• RECORDS FOR THE EXERCISE
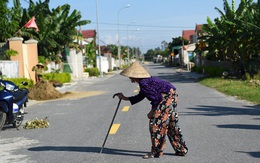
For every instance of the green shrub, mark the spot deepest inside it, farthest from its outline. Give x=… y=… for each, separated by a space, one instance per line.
x=61 y=77
x=214 y=71
x=92 y=71
x=18 y=82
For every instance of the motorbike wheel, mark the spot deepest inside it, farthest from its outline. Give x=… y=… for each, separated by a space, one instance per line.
x=2 y=119
x=19 y=119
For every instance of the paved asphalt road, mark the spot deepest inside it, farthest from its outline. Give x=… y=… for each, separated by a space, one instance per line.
x=217 y=128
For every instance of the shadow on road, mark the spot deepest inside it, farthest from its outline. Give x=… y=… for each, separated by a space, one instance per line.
x=91 y=150
x=252 y=154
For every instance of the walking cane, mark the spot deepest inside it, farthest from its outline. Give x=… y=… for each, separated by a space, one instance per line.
x=110 y=124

• EXERCISE DETAILS
Can you output the material above as a two-column CSV with the headers instruction and points, one row per request, putting each request's text and its answer in its own quoted field with line breaks replaced by spaces? Leave the pictures out.

• EXERCISE OUTPUT
instruction,points
"For every instance of the green shrub, mark the spot deepest inside it, farthest from its outline. Give x=… y=… for each, separated by a space, one instance per line.","x=61 y=77 x=214 y=71 x=92 y=71 x=18 y=82"
"For every instance of the motorbike wheel, mark the spot deepest inside it, farthest from its outline. Give x=… y=… for each, separated by a space, one instance per line.","x=2 y=119 x=19 y=119"
"For every instance of the paved asphalt road, mark the spot deepest inside it, farthest from its outline. Give x=… y=… for each, separated by a space, one instance per line.","x=217 y=128"
"For every instance of the shadow on road, mark the spot deepest inside it, farthest from its outline. Give x=… y=… for each, separated by a space, one instance per line.","x=91 y=150 x=252 y=154"
"For every instance of the walking cane, mark the spot deepest inside it, farthest from its outline. Give x=… y=… for each, separated by a space, one instance per line.","x=110 y=124"